[Referring expression pointing data]

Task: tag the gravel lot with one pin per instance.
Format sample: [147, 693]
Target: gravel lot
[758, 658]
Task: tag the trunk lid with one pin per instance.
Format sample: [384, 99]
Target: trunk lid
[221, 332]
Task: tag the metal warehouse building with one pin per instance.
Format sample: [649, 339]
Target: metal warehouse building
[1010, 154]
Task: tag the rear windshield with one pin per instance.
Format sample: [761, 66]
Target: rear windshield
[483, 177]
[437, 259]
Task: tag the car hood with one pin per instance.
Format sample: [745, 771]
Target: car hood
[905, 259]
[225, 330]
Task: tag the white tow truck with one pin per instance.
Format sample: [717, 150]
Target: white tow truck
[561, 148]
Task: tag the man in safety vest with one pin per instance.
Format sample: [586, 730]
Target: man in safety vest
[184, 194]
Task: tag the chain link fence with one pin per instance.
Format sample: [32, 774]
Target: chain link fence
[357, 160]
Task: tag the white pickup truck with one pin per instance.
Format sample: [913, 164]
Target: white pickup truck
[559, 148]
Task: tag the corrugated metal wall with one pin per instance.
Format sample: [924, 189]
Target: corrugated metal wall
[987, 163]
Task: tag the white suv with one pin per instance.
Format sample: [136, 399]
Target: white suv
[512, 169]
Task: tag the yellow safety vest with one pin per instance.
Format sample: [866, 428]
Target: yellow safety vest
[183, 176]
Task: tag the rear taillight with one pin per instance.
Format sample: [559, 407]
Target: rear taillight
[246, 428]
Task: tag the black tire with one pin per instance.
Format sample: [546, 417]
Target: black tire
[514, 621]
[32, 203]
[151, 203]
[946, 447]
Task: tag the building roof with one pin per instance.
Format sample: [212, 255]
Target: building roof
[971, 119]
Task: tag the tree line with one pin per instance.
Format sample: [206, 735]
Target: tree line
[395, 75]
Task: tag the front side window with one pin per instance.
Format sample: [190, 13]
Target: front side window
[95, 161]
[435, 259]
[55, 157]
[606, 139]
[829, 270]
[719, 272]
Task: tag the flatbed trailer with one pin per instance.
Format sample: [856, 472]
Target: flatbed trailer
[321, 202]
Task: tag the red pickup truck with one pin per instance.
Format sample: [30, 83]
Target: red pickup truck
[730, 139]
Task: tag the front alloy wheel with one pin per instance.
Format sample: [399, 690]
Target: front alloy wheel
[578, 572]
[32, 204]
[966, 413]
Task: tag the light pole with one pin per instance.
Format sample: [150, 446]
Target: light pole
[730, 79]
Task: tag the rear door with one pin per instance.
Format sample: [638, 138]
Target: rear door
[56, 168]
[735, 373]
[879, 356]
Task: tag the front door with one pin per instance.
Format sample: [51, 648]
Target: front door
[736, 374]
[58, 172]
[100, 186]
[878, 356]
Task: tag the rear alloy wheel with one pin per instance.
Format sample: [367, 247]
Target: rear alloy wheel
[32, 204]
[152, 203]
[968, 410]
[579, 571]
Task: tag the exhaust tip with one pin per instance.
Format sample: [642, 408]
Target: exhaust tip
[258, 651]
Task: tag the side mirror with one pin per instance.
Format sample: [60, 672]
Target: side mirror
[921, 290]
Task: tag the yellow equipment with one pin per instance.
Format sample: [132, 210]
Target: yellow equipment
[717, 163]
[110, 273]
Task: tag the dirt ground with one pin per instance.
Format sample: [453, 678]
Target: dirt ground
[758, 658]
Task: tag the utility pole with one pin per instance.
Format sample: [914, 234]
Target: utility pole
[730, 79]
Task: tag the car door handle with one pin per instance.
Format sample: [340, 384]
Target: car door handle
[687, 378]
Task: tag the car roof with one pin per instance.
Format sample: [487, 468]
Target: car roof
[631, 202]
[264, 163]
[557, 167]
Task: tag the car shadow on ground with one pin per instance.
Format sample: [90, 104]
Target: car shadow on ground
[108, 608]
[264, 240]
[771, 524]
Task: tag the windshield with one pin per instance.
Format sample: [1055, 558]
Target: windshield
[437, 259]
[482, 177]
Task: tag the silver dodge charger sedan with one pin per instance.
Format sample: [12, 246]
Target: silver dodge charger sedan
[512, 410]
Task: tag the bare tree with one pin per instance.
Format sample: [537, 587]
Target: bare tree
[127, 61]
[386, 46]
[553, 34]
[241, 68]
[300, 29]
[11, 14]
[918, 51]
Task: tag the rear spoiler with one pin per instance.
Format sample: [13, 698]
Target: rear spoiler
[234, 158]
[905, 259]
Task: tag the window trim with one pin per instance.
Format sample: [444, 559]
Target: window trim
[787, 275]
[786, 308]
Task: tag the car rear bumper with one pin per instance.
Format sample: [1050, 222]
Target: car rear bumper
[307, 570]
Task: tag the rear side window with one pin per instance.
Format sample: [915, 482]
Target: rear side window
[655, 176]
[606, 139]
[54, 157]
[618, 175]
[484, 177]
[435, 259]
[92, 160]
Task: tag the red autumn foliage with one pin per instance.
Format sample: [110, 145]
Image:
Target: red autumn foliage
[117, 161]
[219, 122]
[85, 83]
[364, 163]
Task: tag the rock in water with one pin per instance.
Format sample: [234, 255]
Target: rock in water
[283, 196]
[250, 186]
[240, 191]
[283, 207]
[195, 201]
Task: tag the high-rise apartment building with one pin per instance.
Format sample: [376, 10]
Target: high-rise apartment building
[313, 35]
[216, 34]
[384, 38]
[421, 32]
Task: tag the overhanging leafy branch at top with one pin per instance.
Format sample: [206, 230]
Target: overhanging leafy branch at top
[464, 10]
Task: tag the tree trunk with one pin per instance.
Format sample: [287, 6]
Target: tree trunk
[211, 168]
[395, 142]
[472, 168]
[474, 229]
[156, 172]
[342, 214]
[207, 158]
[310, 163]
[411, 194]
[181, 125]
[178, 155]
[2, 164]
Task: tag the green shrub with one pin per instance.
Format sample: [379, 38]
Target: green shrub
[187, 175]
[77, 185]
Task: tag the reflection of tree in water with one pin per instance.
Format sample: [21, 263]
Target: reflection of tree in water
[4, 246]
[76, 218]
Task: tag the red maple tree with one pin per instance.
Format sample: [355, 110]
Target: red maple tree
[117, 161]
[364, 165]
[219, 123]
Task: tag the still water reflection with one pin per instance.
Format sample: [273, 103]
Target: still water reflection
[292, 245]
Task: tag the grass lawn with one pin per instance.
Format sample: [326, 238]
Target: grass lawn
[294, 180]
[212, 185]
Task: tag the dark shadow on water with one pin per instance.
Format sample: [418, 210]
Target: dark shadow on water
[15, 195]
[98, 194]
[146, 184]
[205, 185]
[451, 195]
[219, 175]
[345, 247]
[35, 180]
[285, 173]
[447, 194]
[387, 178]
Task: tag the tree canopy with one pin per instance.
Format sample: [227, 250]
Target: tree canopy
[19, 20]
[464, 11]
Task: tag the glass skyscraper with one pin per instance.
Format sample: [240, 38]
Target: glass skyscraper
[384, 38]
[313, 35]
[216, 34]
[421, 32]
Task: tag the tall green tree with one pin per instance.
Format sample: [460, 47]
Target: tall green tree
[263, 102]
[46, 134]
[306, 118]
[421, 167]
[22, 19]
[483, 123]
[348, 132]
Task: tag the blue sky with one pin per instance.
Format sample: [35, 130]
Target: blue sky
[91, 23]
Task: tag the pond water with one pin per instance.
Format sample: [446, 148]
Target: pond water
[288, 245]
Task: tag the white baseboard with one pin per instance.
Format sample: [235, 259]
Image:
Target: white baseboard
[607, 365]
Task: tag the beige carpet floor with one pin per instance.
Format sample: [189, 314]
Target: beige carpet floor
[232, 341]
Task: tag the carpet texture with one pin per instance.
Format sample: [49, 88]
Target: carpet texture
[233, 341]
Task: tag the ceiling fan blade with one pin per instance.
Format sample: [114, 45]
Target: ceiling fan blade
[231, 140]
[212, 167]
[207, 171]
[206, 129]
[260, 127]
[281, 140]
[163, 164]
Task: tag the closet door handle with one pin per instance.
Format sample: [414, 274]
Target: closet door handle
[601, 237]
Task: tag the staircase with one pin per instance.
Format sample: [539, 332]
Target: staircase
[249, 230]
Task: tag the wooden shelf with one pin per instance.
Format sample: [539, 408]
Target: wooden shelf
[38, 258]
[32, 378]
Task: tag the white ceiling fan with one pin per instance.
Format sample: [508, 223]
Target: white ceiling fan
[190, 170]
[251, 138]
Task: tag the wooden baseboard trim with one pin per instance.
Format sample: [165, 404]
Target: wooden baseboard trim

...

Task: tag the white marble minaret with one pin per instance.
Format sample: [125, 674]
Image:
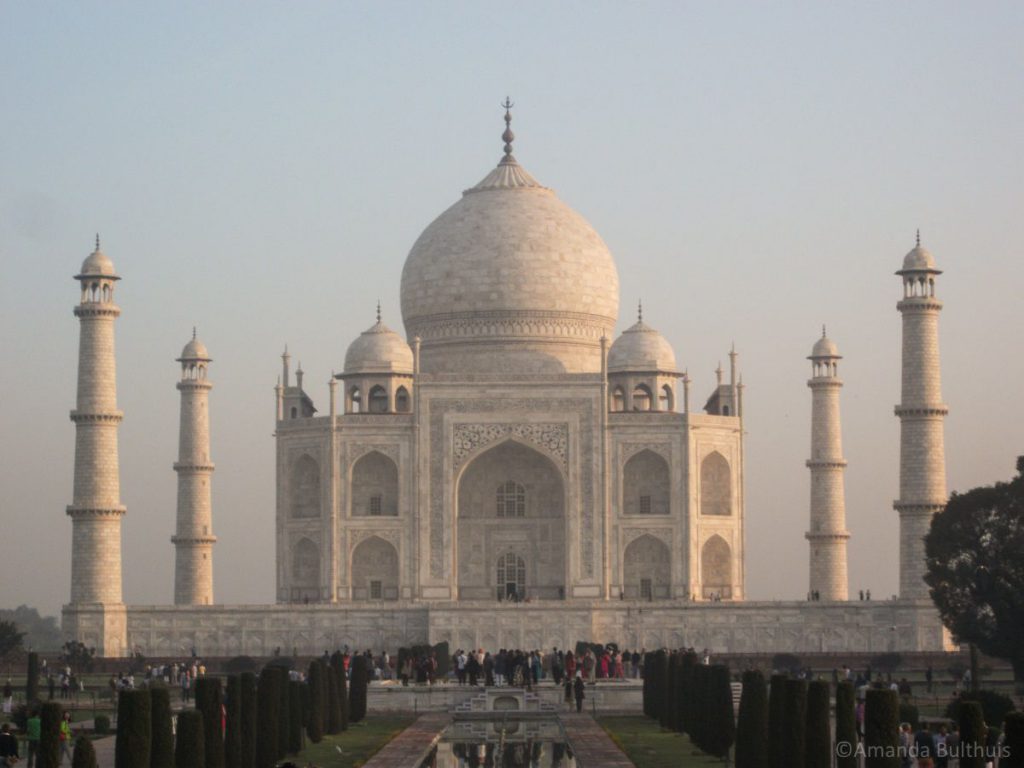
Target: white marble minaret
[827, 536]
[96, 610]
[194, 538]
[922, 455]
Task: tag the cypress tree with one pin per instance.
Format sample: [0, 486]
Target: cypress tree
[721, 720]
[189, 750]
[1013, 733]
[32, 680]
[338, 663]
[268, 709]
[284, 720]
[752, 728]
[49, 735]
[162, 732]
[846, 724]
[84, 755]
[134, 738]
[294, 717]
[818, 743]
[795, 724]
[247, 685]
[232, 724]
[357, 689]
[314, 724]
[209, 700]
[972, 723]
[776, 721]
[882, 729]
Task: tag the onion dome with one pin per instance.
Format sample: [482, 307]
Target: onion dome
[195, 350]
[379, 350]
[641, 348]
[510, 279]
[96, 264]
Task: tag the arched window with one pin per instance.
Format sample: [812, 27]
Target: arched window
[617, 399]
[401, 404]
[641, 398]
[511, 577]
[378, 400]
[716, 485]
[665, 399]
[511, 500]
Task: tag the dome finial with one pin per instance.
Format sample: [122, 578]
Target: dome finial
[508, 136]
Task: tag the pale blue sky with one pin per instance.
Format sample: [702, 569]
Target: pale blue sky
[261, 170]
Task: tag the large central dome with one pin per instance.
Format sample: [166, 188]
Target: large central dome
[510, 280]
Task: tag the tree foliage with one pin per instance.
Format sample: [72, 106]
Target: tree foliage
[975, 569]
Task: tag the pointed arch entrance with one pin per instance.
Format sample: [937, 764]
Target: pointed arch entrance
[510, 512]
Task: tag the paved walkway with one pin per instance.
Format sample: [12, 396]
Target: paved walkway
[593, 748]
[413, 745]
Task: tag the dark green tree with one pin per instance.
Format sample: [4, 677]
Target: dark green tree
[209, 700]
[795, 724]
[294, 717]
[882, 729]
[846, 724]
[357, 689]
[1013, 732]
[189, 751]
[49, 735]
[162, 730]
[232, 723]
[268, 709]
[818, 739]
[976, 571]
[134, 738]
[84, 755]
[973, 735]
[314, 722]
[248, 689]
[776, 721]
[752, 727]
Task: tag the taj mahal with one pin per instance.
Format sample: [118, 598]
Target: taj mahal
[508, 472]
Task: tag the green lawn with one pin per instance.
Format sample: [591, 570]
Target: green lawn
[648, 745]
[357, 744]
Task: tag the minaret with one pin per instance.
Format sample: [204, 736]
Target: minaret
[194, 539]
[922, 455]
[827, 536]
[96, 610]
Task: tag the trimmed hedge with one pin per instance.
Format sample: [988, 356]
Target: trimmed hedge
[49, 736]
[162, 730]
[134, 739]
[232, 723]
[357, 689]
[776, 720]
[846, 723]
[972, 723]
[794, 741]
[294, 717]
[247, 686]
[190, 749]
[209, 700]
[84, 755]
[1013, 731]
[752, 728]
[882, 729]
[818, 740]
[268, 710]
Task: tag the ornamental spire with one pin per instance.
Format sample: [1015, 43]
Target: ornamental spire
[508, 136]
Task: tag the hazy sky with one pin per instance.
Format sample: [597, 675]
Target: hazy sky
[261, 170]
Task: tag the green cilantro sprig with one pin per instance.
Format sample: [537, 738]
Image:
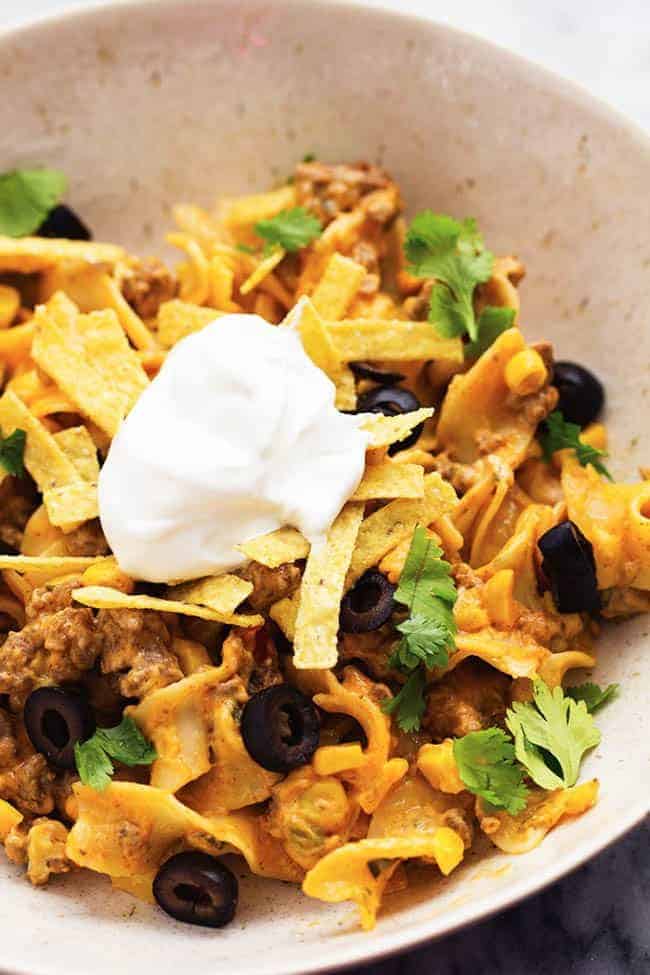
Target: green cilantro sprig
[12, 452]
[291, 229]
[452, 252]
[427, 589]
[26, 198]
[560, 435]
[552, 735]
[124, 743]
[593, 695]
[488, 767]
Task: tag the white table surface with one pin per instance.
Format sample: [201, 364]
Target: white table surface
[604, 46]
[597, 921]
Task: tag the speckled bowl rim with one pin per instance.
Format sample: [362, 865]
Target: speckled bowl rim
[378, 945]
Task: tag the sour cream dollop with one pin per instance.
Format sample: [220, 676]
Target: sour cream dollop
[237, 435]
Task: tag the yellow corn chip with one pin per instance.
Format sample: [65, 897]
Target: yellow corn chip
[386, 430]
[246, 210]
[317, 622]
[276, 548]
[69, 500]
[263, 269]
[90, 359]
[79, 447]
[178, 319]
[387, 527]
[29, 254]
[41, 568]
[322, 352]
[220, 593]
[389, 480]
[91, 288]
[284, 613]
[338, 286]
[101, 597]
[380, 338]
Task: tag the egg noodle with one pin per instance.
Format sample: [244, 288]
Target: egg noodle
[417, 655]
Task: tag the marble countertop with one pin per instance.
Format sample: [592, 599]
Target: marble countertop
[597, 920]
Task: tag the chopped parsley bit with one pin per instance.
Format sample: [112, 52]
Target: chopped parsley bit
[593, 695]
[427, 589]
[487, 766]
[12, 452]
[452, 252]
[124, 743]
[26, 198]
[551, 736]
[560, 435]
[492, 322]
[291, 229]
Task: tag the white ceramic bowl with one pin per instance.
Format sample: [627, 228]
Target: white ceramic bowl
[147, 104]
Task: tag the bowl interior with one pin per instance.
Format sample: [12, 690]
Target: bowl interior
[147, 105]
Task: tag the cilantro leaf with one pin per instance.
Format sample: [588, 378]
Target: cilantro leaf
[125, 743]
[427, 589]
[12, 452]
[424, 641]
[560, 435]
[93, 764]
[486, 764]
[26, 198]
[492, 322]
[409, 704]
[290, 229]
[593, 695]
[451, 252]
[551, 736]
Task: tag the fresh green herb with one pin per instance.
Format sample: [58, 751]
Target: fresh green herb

---

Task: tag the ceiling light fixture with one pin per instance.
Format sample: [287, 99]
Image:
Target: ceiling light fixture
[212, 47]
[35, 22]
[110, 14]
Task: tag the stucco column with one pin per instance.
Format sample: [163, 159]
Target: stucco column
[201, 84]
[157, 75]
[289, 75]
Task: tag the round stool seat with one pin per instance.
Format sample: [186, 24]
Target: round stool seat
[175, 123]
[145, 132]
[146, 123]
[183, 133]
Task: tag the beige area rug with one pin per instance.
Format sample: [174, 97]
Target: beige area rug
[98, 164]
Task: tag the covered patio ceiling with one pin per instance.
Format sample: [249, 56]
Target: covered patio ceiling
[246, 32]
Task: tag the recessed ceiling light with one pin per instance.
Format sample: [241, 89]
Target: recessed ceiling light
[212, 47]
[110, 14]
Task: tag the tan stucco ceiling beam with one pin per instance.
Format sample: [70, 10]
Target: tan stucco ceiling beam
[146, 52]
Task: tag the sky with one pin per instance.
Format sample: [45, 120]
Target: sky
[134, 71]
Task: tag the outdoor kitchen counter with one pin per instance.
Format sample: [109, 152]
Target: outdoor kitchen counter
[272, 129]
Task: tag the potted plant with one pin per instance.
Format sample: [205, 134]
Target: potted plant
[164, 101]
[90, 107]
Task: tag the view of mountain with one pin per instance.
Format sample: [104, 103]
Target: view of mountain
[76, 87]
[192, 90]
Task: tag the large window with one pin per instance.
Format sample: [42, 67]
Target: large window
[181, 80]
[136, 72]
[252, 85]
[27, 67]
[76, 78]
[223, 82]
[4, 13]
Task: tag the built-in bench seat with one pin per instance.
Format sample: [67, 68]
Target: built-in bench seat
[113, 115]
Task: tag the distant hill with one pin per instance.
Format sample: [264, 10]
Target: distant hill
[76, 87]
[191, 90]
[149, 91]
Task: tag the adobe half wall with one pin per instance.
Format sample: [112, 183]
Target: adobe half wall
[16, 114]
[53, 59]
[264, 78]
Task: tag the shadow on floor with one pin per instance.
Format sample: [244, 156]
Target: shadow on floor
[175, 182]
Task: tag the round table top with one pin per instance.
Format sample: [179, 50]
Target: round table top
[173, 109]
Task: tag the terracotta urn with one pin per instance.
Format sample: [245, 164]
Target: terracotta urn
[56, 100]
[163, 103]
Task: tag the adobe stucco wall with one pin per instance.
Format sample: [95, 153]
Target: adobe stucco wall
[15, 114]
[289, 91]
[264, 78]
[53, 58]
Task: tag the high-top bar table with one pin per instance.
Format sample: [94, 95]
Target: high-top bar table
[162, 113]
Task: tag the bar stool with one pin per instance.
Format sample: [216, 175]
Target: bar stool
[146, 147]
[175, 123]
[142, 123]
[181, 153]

[WORK REQUEST]: Restate word for word the entries above, starting at the line with "Task: tag the gravel" and ending at the line with "Format sample: [717, 150]", inclusive, and no others.

[WRITTEN SOLUTION]:
Task: tag the gravel lot with one pin per instance.
Format sample: [147, 693]
Target: gravel lot
[758, 658]
Task: tag the trunk lid with one pin per instance.
Format sample: [384, 99]
Target: trunk lid
[221, 332]
Task: tag the metal warehouse building with one pin per instance.
Format sample: [649, 339]
Target: metal warehouse building
[1010, 154]
Task: tag the rear windshield with one pin per instance.
Format sample: [761, 66]
Target: rear windshield
[483, 177]
[437, 259]
Task: tag the car hood with one pin per instance.
Format sample: [745, 771]
Target: car hood
[905, 259]
[225, 330]
Task: tag the white tow truck with one pin per instance.
Format sample: [717, 150]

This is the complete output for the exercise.